··· Records for the task ···
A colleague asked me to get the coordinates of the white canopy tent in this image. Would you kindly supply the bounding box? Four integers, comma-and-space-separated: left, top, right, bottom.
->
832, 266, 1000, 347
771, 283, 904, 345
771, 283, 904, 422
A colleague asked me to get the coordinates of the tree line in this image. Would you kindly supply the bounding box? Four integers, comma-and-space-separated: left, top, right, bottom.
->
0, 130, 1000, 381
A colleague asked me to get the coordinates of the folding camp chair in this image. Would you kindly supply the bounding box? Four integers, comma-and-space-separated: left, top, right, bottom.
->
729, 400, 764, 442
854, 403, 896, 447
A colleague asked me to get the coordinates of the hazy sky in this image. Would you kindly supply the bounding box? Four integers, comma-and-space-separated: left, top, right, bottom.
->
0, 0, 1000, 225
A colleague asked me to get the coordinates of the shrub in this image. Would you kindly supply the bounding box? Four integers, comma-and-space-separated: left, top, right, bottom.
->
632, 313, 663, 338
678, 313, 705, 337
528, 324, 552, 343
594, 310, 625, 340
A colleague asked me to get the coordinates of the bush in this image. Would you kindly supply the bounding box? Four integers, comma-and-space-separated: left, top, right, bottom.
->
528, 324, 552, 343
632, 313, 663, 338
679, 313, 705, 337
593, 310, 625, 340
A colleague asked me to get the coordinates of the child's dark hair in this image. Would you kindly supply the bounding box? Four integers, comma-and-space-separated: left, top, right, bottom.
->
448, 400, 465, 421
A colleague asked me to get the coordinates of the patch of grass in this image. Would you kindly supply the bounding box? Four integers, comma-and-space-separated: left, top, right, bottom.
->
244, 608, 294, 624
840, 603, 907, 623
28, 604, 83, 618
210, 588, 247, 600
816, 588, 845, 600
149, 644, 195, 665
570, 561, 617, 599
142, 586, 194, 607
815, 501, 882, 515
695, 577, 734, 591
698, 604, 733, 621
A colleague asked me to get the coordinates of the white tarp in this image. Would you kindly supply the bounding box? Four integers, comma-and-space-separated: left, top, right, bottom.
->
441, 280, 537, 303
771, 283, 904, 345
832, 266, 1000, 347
···
▶ Problem to work on
Rewrite all the entries above with "A colleague" replaced by "My manager" and everything else left the same.

▶ Worked solution
My manager asked me to get the coordinates of the white canopy tent in this image. Would you kindly supply the bounding box? Four integers, comma-and-space-separated: left, top, right, bottom.
->
832, 266, 1000, 347
771, 283, 904, 345
771, 283, 904, 422
My manager asked me to get the coordinates of the tree line in this image. Would you kindly supply the bounding box? Four integers, comma-and-space-separated: left, top, right, bottom.
->
0, 130, 1000, 381
My manager asked me to get the coordinates of the folding camp chair in this image. Would you kindly supply the bounding box? Four integers, comma-and-space-separated: left, top, right, bottom.
->
729, 400, 764, 442
854, 403, 896, 447
My manager asked me to get the coordinates of the hazy sky in this image. Would you kindly supply the bounding box? Four integers, comma-and-space-separated: left, top, right, bottom.
->
0, 0, 1000, 225
My manager asked me to get the coordinates of the shrub in this image. Would you kindly supply the bounding box? Four integers, comma-and-space-separated: left, top, right, bottom.
->
632, 313, 663, 338
678, 313, 705, 337
528, 324, 552, 343
594, 310, 625, 340
My manager asked me to get the coordinates of the bush in this image. Would you kindly supply the bounding box? Four integers, comma-and-space-separated: left, top, right, bottom.
->
528, 324, 552, 343
632, 313, 663, 338
679, 313, 705, 337
593, 310, 625, 340
My manager asked me to get the coordinates of the child's dark hair in this image. Would you kindly supply the bounding box? Four integers, comma-and-space-separated: left, top, right, bottom.
->
448, 400, 465, 421
My manager asked me to get the coordinates of the patch of grass in this image. Would you kindly supply the bounding box? Four integers, comma-and-space-separated: left, top, right, bottom.
->
244, 608, 294, 624
840, 603, 907, 623
28, 604, 83, 618
210, 588, 247, 600
816, 588, 845, 600
149, 644, 195, 665
570, 561, 617, 599
142, 586, 194, 607
815, 501, 882, 515
695, 577, 734, 591
698, 604, 733, 621
My manager asked me to get the coordinates of the white tarp in this image. Would you kindly supply the bounding box? Four integers, comma-and-space-separated: left, top, right, bottom.
->
441, 280, 537, 303
771, 283, 904, 345
832, 266, 1000, 347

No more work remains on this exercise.